_Requirements_: Lay out the records below as a Markdown table with two columns, Row and Line, numbering each line and leaving out blank lines. Cover only the part starting with the line with "Target: woman's nose" and going on through the end of the records.
------ Source records ------
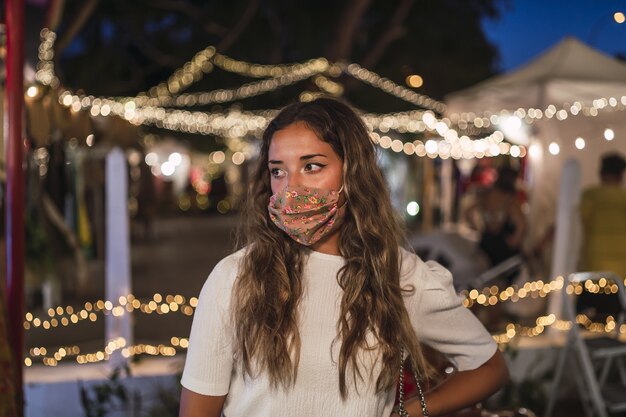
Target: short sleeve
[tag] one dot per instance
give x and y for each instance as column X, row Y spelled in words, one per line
column 443, row 323
column 209, row 361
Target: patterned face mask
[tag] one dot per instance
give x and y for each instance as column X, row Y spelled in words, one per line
column 306, row 214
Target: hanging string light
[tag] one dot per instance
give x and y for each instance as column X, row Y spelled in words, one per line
column 384, row 84
column 297, row 73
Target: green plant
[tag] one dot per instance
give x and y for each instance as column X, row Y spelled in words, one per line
column 101, row 399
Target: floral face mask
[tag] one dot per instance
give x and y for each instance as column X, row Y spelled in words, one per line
column 306, row 214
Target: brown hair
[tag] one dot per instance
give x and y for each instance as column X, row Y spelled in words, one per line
column 269, row 286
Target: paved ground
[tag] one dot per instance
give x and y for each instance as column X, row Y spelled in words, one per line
column 176, row 261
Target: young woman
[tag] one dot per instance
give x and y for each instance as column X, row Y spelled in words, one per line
column 310, row 316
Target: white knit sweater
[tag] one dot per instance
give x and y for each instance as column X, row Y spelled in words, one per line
column 436, row 312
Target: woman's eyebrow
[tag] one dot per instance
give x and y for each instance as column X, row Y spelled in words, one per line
column 302, row 158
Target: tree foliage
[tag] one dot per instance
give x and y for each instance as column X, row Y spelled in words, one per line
column 122, row 47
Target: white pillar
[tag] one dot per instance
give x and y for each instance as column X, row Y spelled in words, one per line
column 117, row 256
column 447, row 191
column 567, row 236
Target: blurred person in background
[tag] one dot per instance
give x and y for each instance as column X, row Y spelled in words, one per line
column 497, row 214
column 603, row 216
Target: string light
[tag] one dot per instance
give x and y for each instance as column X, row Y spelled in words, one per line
column 45, row 67
column 298, row 73
column 375, row 80
column 141, row 110
column 68, row 316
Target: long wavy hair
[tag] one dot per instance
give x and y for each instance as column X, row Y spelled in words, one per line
column 269, row 287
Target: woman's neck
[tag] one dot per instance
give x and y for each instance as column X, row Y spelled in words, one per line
column 328, row 245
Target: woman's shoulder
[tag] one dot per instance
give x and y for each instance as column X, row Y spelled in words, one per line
column 423, row 275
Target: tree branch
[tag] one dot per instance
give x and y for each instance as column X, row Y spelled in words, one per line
column 234, row 34
column 56, row 218
column 77, row 24
column 341, row 43
column 393, row 32
column 150, row 50
column 177, row 6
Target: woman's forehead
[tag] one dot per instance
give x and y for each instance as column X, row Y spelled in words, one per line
column 297, row 139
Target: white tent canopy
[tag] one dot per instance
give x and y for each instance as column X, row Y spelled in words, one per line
column 568, row 72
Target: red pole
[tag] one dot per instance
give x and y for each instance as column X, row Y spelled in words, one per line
column 14, row 140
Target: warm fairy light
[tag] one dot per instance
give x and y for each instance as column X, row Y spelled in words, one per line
column 554, row 148
column 394, row 89
column 414, row 81
column 488, row 296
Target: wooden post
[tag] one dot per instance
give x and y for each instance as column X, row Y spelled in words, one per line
column 564, row 258
column 117, row 256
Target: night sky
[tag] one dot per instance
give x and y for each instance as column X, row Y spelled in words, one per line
column 529, row 27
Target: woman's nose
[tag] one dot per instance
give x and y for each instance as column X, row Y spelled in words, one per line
column 293, row 180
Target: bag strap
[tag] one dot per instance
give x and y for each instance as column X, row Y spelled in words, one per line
column 401, row 410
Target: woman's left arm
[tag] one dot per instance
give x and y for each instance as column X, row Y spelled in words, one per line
column 464, row 388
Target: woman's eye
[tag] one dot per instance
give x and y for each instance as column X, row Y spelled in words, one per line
column 313, row 166
column 276, row 172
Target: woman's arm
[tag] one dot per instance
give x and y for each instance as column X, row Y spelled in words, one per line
column 193, row 404
column 463, row 388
------
_Reply_:
| Row | Line |
|---|---|
| 1 | Target: woman's nose |
| 2 | [tag] one dot per instance |
| 3 | give x and y for each instance as column X, row Y spelled in words, one per line |
| 4 | column 293, row 180 |
| 5 | Target: bag strap |
| 6 | [tag] one dot per instance |
| 7 | give x and y for each instance as column X, row Y spelled in words, one per line |
| 8 | column 401, row 410 |
| 9 | Target: woman's left arm |
| 10 | [tag] one dot per instance |
| 11 | give x and y for each instance as column X, row Y spelled in words, one per line |
| 12 | column 464, row 388 |
| 13 | Target: woman's eye |
| 14 | [tag] one dot per instance |
| 15 | give x and y for each instance as column X, row Y spelled in words, one per line |
| 16 | column 313, row 166 |
| 17 | column 276, row 172 |
| 18 | Target: woman's arm |
| 19 | [tag] one dot per instance |
| 20 | give x and y for each instance as column X, row Y spelled in words, one per line |
| 21 | column 193, row 404 |
| 22 | column 463, row 388 |